» **AUFGABENSTELLUNG**: Nenne alle Attribute, die im folgenden Forumsthread zur F1-Hilfe in Eclipse RCP im XML-Ausschnitt beim Tag <key> stehen.

# RCP Hilfe mit F1 aufrufen



## Horst1976 (8. Okt 2012)

Ich habe ein paar Hilfeseiten die ich über das Menü--> Hilfe --> Hilfeinhalte öffnen kann. Ich möchte aber gern, dass sich die Hilfe über Key-->F1 öffnet. Ich weiß dass ich dazu in der plugin.xml in org.eclipse.ui.bindings sozusagen die Verknüpfung herstellen muss. Jedoch habe ich keine commandID oder eigene Klassen. Kann mir jemand sagen was genau ich dort einfügen muss? 

[XML]<extension
         point="org.eclipse.ui.bindings">
      <key
            commandId="???"
            contextId="???"
            schemeId="???"
            sequence="F1">
      </key>
   </extension>[/XML]

Oder was auch immer ich noch für Parameter dort benötige?!

Gruß


----------



## Gast2 (8. Okt 2012)

Nennt sich in Eclipse RCP glaub Context Hilfe
Adding Help to Eclipse RCP Applications - Tutorial
"RCP-Hilfe-System" - Ein Artikel im Eclipse Magazin 6/2010
Eclipse Corner Article: Adding Help Support to a Rich Client Application


----------



## Horst1976 (9. Okt 2012)

(Datensätze zur Positionsannotation)

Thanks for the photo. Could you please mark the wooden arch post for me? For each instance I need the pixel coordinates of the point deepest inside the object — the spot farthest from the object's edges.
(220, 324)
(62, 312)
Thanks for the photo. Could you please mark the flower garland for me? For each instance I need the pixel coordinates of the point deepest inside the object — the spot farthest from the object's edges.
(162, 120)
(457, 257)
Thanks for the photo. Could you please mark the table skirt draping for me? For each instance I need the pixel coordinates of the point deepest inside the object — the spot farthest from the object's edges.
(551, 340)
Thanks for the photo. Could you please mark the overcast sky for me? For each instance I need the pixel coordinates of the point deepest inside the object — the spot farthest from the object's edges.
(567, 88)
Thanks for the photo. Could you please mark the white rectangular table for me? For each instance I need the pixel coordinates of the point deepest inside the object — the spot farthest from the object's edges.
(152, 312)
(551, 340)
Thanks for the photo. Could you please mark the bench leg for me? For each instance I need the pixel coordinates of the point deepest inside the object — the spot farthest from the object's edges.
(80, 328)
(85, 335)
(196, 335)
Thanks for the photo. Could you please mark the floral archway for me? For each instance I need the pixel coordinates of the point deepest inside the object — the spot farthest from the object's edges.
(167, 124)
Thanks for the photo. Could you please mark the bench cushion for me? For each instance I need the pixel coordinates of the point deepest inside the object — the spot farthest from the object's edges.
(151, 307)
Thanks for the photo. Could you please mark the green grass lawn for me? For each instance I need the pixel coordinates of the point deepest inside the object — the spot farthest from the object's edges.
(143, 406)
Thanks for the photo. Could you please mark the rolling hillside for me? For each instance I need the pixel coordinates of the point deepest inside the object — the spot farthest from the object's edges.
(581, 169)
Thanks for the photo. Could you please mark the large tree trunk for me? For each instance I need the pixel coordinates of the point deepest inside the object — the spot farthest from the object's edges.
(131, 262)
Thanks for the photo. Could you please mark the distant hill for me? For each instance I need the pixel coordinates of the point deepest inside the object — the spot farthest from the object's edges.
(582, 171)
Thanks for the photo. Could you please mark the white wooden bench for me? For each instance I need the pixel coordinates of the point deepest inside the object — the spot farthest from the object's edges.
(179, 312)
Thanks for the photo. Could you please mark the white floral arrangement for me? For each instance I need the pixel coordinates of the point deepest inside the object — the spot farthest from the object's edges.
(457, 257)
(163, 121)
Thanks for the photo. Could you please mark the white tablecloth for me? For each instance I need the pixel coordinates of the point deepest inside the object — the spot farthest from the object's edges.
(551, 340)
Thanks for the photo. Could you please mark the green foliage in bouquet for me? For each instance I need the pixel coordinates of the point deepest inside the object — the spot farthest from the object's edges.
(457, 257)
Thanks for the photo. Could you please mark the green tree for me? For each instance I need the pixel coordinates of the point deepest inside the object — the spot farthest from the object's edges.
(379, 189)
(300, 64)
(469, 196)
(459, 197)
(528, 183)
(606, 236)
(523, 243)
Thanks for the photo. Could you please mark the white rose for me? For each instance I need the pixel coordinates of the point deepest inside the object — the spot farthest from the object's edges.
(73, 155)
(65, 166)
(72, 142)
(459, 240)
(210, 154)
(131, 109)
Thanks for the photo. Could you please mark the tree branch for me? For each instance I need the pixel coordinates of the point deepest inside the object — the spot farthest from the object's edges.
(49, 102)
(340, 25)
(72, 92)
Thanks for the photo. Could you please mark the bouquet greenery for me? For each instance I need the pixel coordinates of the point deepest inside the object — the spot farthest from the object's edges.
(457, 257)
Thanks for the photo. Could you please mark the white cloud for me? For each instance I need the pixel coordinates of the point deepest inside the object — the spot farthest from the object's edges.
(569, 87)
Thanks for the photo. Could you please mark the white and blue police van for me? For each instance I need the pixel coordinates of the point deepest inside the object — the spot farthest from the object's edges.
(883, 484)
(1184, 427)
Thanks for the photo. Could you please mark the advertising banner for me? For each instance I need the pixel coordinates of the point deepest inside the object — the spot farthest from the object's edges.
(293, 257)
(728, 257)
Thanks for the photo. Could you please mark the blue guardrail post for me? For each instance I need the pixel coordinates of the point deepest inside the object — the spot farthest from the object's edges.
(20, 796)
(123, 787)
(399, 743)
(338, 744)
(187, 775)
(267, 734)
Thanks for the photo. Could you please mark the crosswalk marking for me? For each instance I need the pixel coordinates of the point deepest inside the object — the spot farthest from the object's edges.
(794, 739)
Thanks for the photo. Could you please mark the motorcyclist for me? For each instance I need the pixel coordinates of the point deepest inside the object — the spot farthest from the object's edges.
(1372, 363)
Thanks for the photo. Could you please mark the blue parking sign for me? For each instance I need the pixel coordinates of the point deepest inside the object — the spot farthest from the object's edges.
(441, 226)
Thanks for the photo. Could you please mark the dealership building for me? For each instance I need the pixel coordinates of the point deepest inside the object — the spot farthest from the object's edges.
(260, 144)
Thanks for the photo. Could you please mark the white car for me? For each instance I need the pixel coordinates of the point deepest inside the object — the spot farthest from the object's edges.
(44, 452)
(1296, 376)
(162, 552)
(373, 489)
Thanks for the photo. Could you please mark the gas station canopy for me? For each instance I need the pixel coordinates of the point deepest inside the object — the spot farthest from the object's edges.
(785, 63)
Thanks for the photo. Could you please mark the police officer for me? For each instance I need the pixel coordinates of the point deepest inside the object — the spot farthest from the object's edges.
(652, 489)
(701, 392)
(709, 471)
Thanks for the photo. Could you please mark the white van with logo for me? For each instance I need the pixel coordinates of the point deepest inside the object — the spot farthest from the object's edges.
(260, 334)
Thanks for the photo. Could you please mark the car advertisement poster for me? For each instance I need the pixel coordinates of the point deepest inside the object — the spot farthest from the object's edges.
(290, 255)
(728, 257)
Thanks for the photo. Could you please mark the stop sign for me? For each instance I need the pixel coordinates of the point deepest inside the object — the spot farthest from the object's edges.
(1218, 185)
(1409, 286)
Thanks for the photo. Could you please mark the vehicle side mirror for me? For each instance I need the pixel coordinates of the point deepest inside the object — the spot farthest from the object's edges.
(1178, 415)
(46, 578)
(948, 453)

» **LÖSUNG**: commandId, contextId, schemeId, sequence